**ASSIGNMENT:** Lines from the listing below that contain the string "Target" are to be reported.

**RAW DATA:**
※
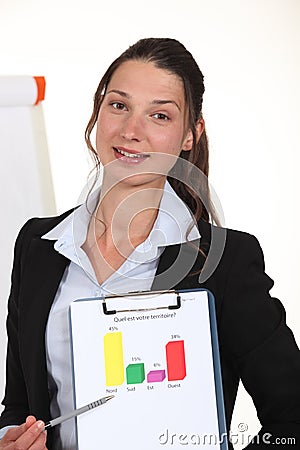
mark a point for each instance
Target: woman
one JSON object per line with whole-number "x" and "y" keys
{"x": 149, "y": 128}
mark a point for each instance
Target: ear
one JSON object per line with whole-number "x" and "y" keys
{"x": 188, "y": 141}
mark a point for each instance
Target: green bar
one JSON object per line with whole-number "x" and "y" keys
{"x": 135, "y": 373}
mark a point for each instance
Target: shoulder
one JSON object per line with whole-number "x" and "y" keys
{"x": 233, "y": 244}
{"x": 38, "y": 226}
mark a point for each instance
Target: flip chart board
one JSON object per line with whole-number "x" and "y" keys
※
**EXERCISE ANSWER:**
Target: woman
Target: ear
Target: green bar
Target: shoulder
Target: flip chart board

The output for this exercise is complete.